### SUPPLIED RECORDS
###

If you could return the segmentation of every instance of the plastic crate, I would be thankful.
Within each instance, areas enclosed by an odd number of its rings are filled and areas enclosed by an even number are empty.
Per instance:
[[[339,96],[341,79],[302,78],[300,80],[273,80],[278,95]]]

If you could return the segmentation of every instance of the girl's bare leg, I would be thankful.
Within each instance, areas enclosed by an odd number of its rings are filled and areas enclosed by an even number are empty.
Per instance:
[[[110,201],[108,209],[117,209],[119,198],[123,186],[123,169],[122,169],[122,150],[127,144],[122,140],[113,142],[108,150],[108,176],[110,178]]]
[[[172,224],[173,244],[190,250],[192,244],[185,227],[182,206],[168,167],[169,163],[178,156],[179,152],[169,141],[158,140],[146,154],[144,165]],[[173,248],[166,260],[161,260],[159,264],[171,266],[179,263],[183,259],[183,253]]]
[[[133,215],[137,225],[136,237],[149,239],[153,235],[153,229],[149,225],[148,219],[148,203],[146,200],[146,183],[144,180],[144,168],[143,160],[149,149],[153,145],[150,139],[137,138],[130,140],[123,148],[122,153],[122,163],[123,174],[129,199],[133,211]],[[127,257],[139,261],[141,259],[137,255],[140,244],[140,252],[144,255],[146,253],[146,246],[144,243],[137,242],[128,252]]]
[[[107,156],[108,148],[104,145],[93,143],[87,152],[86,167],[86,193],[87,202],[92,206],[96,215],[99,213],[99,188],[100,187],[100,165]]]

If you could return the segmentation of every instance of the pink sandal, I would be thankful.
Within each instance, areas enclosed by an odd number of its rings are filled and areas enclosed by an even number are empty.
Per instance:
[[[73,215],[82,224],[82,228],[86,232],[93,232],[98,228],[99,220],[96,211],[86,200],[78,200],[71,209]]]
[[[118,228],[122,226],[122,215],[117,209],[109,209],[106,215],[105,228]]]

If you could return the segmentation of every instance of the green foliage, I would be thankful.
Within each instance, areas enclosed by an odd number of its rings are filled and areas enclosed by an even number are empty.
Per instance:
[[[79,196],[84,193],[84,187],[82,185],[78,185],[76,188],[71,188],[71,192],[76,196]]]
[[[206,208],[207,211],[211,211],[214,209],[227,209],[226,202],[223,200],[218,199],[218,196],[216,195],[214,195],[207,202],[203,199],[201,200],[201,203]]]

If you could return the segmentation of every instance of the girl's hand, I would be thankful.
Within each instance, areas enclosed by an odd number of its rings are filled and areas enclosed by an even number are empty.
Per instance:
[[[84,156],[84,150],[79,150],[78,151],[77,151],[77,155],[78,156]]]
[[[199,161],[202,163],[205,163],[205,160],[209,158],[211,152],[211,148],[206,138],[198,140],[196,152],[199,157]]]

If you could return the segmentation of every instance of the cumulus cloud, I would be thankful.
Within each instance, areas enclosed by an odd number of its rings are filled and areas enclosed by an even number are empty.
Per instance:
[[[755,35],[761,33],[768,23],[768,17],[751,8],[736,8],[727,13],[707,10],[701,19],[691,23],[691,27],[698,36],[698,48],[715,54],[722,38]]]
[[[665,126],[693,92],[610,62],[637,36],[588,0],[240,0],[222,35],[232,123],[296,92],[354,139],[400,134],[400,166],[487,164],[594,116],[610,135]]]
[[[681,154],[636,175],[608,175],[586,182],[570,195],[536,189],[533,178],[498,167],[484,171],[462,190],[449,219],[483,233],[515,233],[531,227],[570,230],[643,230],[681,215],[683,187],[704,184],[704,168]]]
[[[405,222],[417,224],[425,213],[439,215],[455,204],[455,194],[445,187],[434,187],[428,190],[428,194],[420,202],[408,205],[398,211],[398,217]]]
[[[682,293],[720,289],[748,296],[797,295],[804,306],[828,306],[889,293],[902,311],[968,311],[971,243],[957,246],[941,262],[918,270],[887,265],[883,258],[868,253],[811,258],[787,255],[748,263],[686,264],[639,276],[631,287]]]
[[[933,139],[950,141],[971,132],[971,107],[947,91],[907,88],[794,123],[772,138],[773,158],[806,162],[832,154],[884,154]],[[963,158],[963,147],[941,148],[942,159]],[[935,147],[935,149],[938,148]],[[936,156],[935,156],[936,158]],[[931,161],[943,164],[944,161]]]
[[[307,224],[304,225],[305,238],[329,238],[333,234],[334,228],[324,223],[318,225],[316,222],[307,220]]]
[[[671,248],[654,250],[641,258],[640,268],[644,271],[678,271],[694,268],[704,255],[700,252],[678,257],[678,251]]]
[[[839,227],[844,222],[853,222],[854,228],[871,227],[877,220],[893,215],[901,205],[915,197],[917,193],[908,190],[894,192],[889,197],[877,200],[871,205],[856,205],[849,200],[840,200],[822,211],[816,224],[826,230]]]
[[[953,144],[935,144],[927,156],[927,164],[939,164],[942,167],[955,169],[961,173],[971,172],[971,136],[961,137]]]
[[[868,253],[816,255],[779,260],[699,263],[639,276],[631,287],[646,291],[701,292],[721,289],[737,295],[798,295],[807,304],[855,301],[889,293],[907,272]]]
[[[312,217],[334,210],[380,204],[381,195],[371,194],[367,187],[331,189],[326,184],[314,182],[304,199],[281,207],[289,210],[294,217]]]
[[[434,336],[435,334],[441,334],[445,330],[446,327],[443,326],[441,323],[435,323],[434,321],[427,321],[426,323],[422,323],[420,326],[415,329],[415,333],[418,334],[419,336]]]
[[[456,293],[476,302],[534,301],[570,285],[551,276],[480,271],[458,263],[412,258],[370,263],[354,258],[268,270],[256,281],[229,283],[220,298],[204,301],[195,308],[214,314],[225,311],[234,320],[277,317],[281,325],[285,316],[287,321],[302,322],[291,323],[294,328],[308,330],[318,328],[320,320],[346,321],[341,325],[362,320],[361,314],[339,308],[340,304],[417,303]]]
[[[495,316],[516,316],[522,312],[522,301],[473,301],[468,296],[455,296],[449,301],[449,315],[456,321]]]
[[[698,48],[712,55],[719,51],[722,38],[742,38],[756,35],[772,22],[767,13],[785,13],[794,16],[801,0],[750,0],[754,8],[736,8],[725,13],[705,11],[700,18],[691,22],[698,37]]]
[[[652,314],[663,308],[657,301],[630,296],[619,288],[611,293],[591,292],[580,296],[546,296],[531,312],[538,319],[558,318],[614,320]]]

###

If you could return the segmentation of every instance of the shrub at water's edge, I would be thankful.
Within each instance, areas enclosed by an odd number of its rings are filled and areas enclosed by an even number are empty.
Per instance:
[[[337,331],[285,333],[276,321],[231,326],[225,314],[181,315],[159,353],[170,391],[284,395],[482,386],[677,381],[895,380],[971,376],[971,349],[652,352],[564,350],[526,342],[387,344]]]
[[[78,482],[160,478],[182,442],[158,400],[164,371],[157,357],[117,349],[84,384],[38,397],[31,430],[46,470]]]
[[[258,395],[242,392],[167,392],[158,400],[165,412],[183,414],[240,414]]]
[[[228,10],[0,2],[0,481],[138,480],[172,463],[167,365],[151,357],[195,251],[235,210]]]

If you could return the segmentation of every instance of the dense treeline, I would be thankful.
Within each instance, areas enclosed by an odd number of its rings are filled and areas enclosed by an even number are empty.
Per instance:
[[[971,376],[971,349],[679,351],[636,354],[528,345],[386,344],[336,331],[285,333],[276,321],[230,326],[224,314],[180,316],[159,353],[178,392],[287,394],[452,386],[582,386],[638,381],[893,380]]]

###

### STATED TASK
How many lines in the two blocks above contain the string "girl"? Reply with the number alone.

### RESULT FOR THIS EXERCISE
2